Convert the entries into a numbered list, beginning at their first line and stopping after the line that contains "Kindly return your", and leave out any blank lines.

Data for the task –
———

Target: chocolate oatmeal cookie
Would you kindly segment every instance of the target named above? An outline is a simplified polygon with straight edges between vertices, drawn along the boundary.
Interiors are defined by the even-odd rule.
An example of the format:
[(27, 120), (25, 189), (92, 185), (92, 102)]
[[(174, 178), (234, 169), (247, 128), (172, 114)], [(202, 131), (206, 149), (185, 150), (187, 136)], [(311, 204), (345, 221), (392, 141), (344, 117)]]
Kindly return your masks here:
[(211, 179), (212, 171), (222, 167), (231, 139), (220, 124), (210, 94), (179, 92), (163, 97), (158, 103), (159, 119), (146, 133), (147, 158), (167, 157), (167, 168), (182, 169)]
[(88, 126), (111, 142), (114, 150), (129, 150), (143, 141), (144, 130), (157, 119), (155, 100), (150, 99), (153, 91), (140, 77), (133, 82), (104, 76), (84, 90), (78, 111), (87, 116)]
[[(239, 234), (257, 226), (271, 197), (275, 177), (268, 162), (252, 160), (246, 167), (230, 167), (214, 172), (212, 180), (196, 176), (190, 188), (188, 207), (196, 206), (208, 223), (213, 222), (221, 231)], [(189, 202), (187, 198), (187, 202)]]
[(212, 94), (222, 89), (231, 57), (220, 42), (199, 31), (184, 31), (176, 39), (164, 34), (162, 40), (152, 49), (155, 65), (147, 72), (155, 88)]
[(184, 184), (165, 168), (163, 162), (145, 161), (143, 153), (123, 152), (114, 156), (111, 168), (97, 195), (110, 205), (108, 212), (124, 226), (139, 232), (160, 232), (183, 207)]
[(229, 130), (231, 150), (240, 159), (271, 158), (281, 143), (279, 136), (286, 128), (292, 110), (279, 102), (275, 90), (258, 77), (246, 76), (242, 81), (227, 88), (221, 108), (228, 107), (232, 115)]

———

Answer for the task –
1. Target: chocolate oatmeal cookie
2. Would you kindly segment every instance of the target named above? An outline is a simplified polygon with straight edges between vertices, drawn along the boundary.
3. Interiors are defined by the even-odd rule.
4. An example of the format:
5. [(27, 120), (25, 189), (92, 185), (92, 102)]
6. [[(174, 178), (234, 169), (247, 128), (172, 114)], [(202, 131), (206, 149), (185, 150), (187, 136)], [(311, 204), (345, 221), (392, 141), (344, 117)]]
7. Kindly return your masks here:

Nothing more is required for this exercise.